## Begin Exercise materials

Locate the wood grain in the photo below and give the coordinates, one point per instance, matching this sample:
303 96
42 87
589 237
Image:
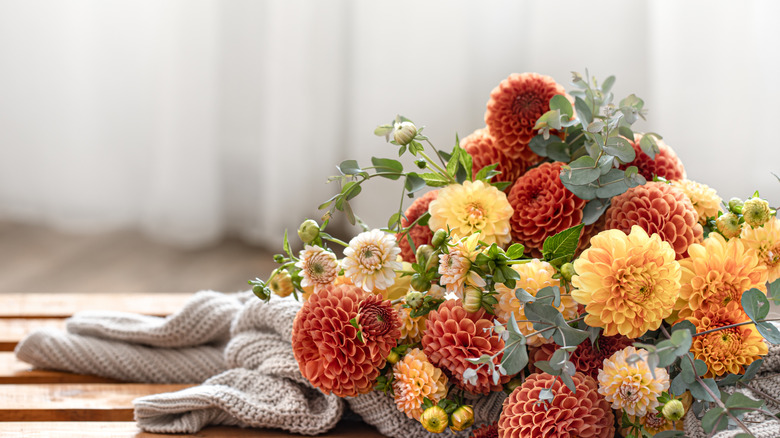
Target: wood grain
74 402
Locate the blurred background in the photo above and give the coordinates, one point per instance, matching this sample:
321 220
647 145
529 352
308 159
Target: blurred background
166 145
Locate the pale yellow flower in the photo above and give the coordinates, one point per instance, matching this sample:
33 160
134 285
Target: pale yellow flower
472 207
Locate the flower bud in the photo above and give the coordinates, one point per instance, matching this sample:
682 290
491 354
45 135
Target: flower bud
281 284
404 133
438 238
756 212
567 271
735 205
462 418
423 254
673 410
728 225
434 419
472 299
414 299
308 231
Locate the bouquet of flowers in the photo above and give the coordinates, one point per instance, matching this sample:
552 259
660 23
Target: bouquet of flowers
556 255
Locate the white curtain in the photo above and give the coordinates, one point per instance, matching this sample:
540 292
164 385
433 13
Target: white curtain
191 119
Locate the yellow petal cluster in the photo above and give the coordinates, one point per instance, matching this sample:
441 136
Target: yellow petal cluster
534 276
766 241
628 282
472 207
716 273
415 379
631 386
705 200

## End Exercise materials

Return every item above verbatim, omitting the picture.

◆ Reply:
Locate the wood grain in the photo below and give the coordinates, one point per instance, matching this sample:
303 96
42 87
589 237
Image:
Target: wood grain
74 402
Locate the blurred background in the photo above and give the coordinates, one point per instance, matching this sample:
321 220
647 145
529 352
308 159
Target: blurred background
166 145
Locate the pale yellow flower in the photo above and give the coordinates, one point per instance, matching this sample:
33 160
134 285
Target: pale yellow flower
472 207
Locate the flower bud in the photo above and give the coordinates, one point per instance, matching this sample:
682 290
491 354
45 135
Target: flower bud
281 284
404 133
438 238
756 212
567 271
735 205
462 418
423 254
673 410
728 225
434 419
472 299
414 299
308 231
Locate the bouquet of flowers in the photo above and give the coordinates, one point per instance, matching this sample:
552 259
660 23
Target: bouquet of flowers
556 255
Locate the white curtain in the photo above and give the coordinates, one point per instance, matching this sample:
540 292
164 385
433 13
Target: white curtain
191 119
Locate the yellow petal cluster in the photo above and give the coordinates, one point per instance, matching this sample:
441 136
Target: yellow petal cluster
534 276
766 241
628 282
472 207
716 273
415 379
631 386
705 200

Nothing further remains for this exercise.